• **Exercise aim**
Extract each line of the records below that contains the string "positive", copying the lines in their original order.

• **Extracted information**
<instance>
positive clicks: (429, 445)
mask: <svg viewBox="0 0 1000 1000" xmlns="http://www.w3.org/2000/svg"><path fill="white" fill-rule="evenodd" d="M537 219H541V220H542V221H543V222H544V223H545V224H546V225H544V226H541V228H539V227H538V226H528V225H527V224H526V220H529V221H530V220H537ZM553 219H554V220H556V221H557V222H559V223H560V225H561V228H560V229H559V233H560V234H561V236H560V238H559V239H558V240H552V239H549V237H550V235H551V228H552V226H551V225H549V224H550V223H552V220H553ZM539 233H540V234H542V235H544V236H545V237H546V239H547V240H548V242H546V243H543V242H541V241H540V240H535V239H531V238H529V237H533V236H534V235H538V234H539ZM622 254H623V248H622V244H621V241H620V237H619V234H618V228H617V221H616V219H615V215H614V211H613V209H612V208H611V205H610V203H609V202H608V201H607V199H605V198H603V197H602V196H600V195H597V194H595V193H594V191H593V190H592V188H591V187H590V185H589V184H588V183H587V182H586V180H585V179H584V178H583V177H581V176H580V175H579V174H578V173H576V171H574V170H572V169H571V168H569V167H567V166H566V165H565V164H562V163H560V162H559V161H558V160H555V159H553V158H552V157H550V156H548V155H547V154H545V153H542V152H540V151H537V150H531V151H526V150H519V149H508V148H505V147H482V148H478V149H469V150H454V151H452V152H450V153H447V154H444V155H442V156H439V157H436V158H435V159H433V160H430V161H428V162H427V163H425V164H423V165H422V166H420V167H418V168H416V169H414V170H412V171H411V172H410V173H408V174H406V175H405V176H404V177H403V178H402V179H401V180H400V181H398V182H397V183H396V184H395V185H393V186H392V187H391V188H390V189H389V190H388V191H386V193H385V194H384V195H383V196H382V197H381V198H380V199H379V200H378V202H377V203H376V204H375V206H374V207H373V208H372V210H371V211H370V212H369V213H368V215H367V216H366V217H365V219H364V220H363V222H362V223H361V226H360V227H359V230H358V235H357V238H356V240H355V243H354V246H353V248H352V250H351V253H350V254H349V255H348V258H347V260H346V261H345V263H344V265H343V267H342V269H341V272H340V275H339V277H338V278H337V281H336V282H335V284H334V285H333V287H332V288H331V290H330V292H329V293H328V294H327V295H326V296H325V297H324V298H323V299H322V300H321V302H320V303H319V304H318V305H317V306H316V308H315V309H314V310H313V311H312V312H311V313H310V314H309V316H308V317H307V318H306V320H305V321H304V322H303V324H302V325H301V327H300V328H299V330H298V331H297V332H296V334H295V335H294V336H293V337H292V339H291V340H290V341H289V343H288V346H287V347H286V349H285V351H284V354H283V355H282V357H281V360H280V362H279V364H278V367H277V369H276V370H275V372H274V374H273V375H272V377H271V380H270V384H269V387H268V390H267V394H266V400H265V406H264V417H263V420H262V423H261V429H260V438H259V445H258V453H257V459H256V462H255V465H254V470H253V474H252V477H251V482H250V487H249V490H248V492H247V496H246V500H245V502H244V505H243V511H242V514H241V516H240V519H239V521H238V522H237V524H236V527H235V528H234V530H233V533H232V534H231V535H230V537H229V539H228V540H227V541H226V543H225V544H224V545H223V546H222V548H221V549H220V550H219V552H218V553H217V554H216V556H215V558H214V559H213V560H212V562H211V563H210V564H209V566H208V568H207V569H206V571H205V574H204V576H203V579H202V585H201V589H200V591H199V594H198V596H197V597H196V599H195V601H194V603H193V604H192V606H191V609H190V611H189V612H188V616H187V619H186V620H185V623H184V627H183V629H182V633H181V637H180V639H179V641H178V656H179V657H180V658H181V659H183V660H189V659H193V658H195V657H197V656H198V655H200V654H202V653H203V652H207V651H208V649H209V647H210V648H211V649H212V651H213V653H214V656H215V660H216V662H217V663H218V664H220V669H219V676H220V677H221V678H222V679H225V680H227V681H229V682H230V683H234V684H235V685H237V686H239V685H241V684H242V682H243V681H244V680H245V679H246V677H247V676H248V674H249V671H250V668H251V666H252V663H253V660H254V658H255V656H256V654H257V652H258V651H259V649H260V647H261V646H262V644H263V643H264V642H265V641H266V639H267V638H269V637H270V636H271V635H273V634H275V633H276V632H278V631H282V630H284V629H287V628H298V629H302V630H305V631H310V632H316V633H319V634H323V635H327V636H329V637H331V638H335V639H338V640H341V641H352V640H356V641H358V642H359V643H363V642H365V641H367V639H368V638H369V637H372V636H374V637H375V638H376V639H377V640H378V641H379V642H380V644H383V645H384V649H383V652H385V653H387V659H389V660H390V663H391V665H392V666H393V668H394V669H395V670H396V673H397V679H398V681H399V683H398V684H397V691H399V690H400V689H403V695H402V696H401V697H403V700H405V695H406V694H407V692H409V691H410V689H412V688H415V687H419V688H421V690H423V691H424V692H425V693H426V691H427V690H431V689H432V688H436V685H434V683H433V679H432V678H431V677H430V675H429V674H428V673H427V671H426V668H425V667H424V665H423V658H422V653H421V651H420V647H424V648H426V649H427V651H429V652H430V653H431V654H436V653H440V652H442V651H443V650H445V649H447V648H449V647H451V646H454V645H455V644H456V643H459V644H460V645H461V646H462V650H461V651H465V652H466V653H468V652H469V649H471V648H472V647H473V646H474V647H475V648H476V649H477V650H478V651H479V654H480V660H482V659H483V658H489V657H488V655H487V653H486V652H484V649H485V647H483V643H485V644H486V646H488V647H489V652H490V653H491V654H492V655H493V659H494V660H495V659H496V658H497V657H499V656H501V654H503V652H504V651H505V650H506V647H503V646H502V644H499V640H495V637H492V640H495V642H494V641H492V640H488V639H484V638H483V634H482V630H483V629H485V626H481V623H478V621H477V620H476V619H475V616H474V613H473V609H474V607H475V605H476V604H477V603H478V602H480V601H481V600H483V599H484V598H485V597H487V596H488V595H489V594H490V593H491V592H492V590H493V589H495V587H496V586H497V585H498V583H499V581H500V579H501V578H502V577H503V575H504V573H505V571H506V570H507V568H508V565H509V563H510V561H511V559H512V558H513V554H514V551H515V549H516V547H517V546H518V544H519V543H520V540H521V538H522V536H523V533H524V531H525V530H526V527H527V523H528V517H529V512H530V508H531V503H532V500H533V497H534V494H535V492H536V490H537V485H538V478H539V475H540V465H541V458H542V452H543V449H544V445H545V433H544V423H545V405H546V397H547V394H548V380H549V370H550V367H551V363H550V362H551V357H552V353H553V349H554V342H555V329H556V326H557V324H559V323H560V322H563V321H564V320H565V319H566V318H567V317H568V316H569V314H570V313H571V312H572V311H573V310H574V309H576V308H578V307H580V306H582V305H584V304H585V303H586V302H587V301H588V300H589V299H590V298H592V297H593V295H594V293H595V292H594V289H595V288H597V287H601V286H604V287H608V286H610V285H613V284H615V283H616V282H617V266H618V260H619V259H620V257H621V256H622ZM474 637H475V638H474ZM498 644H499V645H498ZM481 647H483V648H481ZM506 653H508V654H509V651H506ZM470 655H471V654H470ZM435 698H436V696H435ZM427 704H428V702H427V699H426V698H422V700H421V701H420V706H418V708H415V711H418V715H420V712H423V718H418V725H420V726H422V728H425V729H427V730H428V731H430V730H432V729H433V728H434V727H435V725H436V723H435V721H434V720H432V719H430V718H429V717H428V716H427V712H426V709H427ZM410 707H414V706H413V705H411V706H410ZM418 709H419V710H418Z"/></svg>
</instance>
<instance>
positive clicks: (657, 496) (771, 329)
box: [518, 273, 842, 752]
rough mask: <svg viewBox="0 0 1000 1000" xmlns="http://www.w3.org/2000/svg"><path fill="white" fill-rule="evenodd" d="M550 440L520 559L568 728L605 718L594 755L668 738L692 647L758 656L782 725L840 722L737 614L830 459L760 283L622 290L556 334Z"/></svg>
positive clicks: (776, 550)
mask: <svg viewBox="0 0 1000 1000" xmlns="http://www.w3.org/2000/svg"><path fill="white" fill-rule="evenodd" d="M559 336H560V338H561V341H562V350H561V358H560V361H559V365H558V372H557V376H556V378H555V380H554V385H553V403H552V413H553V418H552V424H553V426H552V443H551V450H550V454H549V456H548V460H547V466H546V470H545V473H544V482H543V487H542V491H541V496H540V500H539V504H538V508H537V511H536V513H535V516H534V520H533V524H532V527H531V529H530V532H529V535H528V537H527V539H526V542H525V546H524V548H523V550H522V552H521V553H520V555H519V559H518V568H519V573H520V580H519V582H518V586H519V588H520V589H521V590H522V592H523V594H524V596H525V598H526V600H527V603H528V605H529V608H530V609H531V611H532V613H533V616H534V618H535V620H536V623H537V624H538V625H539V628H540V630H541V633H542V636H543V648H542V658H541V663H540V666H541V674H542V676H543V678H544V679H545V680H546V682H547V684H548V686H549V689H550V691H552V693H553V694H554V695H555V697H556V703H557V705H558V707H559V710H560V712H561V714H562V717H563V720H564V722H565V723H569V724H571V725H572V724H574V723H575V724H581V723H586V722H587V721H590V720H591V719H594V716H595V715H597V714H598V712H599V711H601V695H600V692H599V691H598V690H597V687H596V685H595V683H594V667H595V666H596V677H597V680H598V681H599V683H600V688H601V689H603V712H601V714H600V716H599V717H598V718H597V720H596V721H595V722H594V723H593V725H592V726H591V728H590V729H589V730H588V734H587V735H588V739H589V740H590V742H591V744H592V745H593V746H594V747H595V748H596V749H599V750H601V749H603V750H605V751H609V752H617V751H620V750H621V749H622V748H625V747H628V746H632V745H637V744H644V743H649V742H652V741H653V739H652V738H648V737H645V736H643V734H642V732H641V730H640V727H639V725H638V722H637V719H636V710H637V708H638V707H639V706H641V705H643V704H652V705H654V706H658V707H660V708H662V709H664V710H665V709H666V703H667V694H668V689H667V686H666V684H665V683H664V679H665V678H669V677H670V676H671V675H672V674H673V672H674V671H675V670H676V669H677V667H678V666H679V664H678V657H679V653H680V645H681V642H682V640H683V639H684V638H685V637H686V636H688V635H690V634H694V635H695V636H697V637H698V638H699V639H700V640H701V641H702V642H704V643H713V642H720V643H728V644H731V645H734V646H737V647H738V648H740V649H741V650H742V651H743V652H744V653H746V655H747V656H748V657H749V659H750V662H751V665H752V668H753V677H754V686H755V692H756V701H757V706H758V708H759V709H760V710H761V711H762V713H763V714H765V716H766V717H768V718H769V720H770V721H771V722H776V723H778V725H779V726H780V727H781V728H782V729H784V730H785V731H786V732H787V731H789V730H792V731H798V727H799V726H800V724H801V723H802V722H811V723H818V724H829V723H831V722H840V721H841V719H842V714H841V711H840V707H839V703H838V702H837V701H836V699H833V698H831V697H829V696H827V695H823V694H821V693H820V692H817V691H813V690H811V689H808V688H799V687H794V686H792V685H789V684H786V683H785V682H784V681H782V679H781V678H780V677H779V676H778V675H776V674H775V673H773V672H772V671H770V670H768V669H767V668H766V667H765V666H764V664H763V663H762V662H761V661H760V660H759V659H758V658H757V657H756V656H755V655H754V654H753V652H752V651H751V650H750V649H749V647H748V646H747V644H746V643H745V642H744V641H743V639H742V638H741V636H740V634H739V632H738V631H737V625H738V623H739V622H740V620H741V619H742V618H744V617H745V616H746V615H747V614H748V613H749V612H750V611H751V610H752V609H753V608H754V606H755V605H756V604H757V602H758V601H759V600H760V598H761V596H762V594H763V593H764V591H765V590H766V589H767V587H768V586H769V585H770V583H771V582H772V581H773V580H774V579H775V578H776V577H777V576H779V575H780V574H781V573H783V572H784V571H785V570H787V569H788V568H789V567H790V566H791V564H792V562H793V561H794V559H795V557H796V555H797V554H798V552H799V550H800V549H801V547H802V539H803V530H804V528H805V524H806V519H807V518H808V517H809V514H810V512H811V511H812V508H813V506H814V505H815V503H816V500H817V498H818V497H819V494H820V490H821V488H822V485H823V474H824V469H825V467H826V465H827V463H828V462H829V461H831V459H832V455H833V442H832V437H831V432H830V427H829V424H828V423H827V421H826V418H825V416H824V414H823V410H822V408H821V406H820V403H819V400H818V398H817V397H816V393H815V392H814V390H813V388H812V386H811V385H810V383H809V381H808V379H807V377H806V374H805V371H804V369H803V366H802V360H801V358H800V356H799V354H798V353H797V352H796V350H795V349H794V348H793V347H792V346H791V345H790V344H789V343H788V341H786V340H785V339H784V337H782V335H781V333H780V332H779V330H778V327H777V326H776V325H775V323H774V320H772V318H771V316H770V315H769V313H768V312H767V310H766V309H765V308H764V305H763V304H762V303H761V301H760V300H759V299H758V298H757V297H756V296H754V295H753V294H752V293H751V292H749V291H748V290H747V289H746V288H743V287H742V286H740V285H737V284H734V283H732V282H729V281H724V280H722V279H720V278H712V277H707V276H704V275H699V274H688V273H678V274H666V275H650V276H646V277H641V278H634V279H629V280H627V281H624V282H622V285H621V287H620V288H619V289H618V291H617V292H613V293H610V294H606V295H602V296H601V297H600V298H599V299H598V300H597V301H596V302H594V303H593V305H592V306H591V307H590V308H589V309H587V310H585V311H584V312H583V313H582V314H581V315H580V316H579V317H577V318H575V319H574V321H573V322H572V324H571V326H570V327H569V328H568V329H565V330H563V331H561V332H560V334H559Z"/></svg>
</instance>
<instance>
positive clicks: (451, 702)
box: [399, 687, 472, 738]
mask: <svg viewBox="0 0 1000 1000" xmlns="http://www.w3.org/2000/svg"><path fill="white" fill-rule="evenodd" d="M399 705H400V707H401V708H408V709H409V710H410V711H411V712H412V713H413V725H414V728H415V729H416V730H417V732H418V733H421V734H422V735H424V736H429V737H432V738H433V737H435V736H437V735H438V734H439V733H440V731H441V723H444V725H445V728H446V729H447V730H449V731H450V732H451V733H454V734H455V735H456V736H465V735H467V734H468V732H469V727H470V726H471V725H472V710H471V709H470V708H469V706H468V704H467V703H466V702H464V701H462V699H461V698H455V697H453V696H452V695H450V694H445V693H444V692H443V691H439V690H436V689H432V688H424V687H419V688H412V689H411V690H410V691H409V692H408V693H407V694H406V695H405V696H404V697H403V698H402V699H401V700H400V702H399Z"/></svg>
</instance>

• **Exercise answer**
positive clicks: (429, 445)
positive clicks: (657, 496) (771, 329)
positive clicks: (776, 550)
positive clicks: (451, 702)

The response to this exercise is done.